§ PROBLEM DESCRIPTION:
Rewrite the entries below, changing every "situated" to "located" and keeping everything else the same.

--- begin RECORDS SHOWN ---

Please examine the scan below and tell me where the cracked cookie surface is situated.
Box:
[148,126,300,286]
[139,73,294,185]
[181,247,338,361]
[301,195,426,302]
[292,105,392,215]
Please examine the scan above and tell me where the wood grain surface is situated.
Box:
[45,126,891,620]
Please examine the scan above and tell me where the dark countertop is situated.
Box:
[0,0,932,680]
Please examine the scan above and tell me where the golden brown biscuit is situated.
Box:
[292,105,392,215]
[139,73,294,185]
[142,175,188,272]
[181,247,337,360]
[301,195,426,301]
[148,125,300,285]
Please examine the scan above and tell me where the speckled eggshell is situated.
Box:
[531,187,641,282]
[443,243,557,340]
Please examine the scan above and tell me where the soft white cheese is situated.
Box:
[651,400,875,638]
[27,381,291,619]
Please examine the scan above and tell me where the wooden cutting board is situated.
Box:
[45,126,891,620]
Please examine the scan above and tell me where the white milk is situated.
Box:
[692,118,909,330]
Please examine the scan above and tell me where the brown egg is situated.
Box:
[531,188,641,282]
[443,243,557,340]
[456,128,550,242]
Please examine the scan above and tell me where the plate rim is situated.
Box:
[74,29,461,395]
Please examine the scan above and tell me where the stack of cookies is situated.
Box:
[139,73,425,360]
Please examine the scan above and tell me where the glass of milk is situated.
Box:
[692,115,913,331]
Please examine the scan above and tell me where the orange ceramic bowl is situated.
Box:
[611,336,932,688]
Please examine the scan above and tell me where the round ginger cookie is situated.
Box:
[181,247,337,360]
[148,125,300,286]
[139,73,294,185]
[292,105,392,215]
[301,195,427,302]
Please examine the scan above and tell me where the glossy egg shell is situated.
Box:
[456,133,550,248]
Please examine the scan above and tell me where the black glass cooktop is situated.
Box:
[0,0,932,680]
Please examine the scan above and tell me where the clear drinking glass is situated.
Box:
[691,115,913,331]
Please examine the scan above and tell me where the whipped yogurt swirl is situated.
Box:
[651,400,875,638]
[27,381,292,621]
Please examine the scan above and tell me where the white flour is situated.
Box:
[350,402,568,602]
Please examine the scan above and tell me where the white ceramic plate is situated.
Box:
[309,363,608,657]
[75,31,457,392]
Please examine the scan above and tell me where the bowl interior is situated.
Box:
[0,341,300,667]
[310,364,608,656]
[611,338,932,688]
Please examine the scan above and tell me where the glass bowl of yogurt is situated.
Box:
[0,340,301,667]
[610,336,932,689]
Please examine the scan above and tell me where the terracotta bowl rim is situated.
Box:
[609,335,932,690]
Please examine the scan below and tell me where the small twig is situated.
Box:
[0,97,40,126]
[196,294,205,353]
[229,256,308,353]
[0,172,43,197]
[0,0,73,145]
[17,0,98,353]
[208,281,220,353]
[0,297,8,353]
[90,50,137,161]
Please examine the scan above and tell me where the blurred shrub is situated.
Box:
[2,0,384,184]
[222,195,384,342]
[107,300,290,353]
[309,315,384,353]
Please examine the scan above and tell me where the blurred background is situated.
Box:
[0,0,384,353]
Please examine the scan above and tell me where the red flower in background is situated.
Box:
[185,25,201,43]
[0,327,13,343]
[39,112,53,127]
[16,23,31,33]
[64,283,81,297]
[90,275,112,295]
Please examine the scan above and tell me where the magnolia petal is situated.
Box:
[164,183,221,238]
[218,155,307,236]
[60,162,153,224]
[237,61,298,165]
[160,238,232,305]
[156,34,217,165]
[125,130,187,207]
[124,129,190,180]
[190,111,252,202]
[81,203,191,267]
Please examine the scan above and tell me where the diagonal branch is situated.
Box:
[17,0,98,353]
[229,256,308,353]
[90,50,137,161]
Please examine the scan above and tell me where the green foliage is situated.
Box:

--- end RECORDS SHOWN ---

§ CORRECT RESPONSE:
Please examine the scan below and tell me where the cracked cookie surface is located.
Box:
[148,126,300,286]
[139,73,294,185]
[181,247,338,361]
[301,195,426,302]
[292,105,392,215]
Please examine the scan above and tell me where the wood grain surface is located.
Box:
[45,126,891,620]
Please examine the scan above and tell me where the dark countertop is located.
Box:
[0,0,932,680]
Please examine the scan above and tell me where the golden brown biscuit is located.
Box:
[292,105,392,215]
[139,73,294,185]
[142,175,188,272]
[181,247,337,360]
[301,195,426,301]
[148,125,300,285]
Please examine the scan above and tell me where the speckled eggshell is located.
Box:
[531,187,641,282]
[443,243,557,340]
Please examine the scan above and tell me where the soft white cheese is located.
Box:
[651,400,875,638]
[27,381,291,619]
Please examine the scan above and tell me where the wooden cutting board is located.
Box:
[45,126,891,620]
Please examine the scan above and tell me where the white milk is located.
Box:
[692,118,909,330]
Please examine the scan above and tell me where the brown egg is located.
Box:
[531,188,641,282]
[443,243,557,340]
[456,128,550,242]
Please examine the scan above and tell me where the plate rim is located.
Box:
[74,29,461,395]
Please examine the scan above and tell me where the stack of cookies is located.
Box:
[139,73,425,360]
Please examine the scan above and tell me where the glass of milk is located.
Box:
[692,115,913,331]
Please examine the scan above and tell me where the orange ceramic bowl is located.
Box:
[611,336,932,688]
Please examine the scan above and tell me where the round ginger cookie is located.
Box:
[181,247,337,360]
[148,125,300,286]
[139,73,294,185]
[292,105,392,215]
[301,195,427,302]
Please examine the scan above and tell me where the glossy egg shell is located.
Box:
[456,133,550,248]
Please examine the scan above and tell me where the black glass cooktop is located.
Box:
[0,0,932,680]
Please examine the scan above and tell me where the clear drinking glass is located.
Box:
[691,115,913,331]
Please examine the scan above and tell me where the whipped yogurt swirl is located.
Box:
[651,400,875,638]
[27,381,292,621]
Please examine the scan above and tell me where the white flour is located.
Box:
[350,402,568,602]
Please examine the scan above and tell me where the white ceramic plate is located.
Box:
[309,363,608,657]
[75,31,457,392]
Please examine the scan above and tell me where the bowl interior is located.
Box:
[0,341,300,667]
[310,364,608,656]
[611,338,932,688]
Please examine the scan above and tell me where the glass bowl of yogurt is located.
Box:
[0,340,301,667]
[610,336,932,689]
Please examine the scan above and tell me where the terracotta bowl rim is located.
Box:
[609,335,932,690]
Please examine the scan below and tell me where the small twig is located.
Box:
[0,97,40,126]
[196,294,205,353]
[229,256,308,353]
[0,172,43,197]
[0,0,73,145]
[17,0,98,353]
[208,281,220,353]
[0,297,8,353]
[90,50,137,161]
Please examine the scan above and tell me where the blurred shrub is located.
Box:
[2,0,384,184]
[222,195,384,342]
[107,300,290,353]
[309,315,384,353]
Please examine the scan above and tell me where the blurred background is located.
Box:
[0,0,384,353]
Please examine the scan above and tell me where the red flower in background is located.
Box:
[185,25,201,43]
[0,327,13,343]
[39,112,53,127]
[16,23,31,33]
[64,283,81,297]
[90,275,112,295]
Please examine the scan above and tell me where the magnolia petal is located.
Box:
[164,183,221,238]
[218,155,307,236]
[60,162,153,224]
[237,61,298,165]
[160,238,232,305]
[156,34,217,165]
[125,130,187,207]
[124,129,190,180]
[190,111,252,202]
[81,203,191,267]
Please examine the scan above and tell me where the diagonal branch is located.
Box:
[17,0,98,353]
[229,256,308,353]
[90,50,137,161]
Please examine the scan above and tell me where the green foliage is located.
Box:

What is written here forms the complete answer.